→ Exercise details
Could you write out all the entries below again, requests included, adding 54 to every coordinate in the answers and leaving the pictures out?

------------

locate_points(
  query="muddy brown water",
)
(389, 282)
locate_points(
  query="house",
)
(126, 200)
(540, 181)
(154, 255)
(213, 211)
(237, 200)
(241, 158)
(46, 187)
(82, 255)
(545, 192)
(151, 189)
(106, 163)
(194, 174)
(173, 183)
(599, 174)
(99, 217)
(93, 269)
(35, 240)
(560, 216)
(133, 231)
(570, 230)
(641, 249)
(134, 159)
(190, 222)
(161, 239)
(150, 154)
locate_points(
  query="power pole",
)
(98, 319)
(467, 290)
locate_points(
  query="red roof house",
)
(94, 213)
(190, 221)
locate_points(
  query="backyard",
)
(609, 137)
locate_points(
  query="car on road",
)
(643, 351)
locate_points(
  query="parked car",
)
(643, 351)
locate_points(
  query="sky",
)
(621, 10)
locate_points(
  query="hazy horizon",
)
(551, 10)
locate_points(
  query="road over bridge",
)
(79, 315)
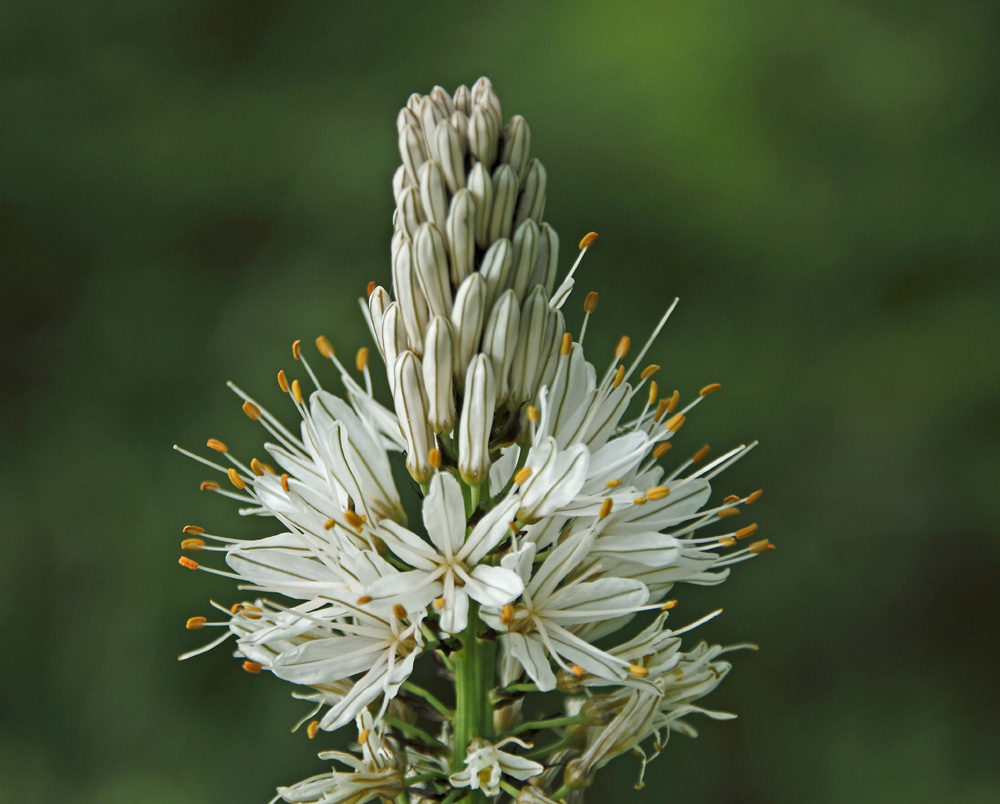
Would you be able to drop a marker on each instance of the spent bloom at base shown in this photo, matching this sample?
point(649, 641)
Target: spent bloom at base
point(548, 508)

------------

→ The reply
locate_points(
  query="muddy brown water",
)
(443, 336)
locate_points(
  query="house",
)
(180, 254)
(594, 235)
(208, 309)
(267, 265)
(291, 254)
(295, 212)
(100, 241)
(136, 309)
(599, 246)
(205, 243)
(160, 217)
(248, 228)
(227, 237)
(653, 228)
(153, 271)
(147, 323)
(89, 294)
(614, 270)
(187, 285)
(624, 284)
(695, 303)
(188, 213)
(244, 276)
(215, 293)
(204, 208)
locate_points(
  query="power pole",
)
(152, 373)
(521, 344)
locate_points(
  query="red roof house",
)
(148, 267)
(244, 275)
locate_points(
  query="backyard",
)
(663, 191)
locate_points(
  query="car on road",
)
(697, 405)
locate_points(
  query="parked car",
)
(697, 405)
locate_points(
  query="sky",
)
(675, 64)
locate_points(
  query="hazy horizon",
)
(605, 64)
locate_points(
  query="road over bridge",
)
(133, 369)
Would you be able to drop a marker on each instance of the spent bloom at base shown in this photo, matching this sample?
point(649, 641)
Target: spent bloom at base
point(602, 562)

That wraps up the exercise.